Data section Block Start

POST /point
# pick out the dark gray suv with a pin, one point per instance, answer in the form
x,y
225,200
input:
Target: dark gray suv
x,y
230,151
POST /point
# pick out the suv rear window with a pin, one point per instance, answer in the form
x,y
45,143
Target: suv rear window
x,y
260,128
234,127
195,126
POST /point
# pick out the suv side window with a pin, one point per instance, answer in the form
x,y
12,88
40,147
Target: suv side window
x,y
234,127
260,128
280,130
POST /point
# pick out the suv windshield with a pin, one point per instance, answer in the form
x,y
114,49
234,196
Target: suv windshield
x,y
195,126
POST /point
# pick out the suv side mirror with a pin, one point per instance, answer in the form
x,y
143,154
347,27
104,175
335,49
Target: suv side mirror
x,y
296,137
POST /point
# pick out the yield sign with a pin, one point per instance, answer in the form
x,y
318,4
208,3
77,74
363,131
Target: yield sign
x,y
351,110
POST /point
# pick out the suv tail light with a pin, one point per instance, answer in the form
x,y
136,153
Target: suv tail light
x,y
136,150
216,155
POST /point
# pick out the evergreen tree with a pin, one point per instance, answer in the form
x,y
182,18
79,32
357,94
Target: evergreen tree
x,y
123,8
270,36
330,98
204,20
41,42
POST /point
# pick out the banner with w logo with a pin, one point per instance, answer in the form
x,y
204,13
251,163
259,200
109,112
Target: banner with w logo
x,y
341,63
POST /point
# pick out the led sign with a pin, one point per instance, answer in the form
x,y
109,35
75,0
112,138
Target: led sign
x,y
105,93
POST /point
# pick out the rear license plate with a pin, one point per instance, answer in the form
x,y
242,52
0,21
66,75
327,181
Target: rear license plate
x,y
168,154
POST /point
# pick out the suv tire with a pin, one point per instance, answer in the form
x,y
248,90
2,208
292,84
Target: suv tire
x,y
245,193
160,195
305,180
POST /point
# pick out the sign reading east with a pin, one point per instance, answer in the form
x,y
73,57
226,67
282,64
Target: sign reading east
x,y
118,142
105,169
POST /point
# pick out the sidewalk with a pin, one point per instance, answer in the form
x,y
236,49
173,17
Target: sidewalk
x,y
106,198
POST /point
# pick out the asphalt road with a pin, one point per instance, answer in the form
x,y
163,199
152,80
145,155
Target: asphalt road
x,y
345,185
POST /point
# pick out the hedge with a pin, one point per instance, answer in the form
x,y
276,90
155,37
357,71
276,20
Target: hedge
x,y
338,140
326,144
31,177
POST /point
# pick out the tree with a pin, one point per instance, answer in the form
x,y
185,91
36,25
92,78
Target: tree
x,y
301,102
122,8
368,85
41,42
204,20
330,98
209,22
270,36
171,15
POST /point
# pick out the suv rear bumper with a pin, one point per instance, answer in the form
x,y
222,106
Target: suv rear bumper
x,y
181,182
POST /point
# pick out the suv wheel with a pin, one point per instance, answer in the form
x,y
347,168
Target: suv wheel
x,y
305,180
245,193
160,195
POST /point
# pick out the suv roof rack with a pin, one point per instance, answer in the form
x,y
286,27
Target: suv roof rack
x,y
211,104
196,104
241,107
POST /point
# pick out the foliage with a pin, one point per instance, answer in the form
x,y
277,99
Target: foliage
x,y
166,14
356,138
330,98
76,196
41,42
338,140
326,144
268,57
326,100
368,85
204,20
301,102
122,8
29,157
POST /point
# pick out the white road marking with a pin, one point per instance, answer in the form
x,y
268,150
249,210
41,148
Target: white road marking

Data section Block End

- **Description of the task**: Within the data above, determine the number of lines that contain the word "white"; write only that number.

- **Written answer**: 2